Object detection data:
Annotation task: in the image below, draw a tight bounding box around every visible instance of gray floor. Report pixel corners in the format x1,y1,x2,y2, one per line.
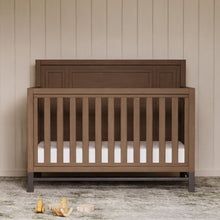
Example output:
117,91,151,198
0,178,220,220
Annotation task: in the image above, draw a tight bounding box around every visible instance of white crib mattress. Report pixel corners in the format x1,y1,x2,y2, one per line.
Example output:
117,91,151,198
38,141,185,163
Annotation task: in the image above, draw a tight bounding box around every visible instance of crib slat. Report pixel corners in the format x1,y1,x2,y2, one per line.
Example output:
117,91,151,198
34,98,38,163
172,97,178,164
95,97,102,163
184,98,189,163
82,97,89,164
108,97,115,164
146,98,153,163
70,98,76,163
159,98,166,164
44,98,51,164
57,97,63,163
133,98,140,163
121,97,127,163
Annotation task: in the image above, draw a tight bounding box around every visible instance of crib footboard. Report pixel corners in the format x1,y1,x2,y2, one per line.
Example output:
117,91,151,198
27,88,195,191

### WHAT YOU ARE ASKED TO DO
Revise every one of the items above by replacing "Example output" with "Sample output" and keeping everything else the same. Leave the pictures out of your answer.

### SOLUTION TO THIS EXERCISE
Annotation task: in the image below, draw a tight bounding box around every visible instance of gray floor. Report pixel corners in the format x1,y1,x2,y2, one per line.
Sample output:
117,91,151,198
0,178,220,220
Annotation task: in the image above, draw a tight bounding box around every visible instance of white crib mattress. Report pixel corners in the format x1,y1,x2,y2, one per line.
Sample output:
117,91,151,198
38,141,185,163
Annotation task: in the image above, draw a tight bounding box around every visible instance of crib slat. Report pixel corners in the format x1,y1,x2,y2, one per line.
Sample output:
117,91,151,198
34,98,38,163
172,97,178,164
95,97,102,163
184,98,189,163
82,97,89,164
108,97,115,164
146,98,153,163
70,98,76,163
159,98,166,164
44,98,51,164
57,97,63,163
133,98,140,163
121,97,127,163
Annotation task: in the image above, draw a tight bounding box around every visible instance of crib footboard. Report pixel corners in the format x1,y1,x2,y2, one per line.
Sample output:
117,91,151,198
27,88,195,191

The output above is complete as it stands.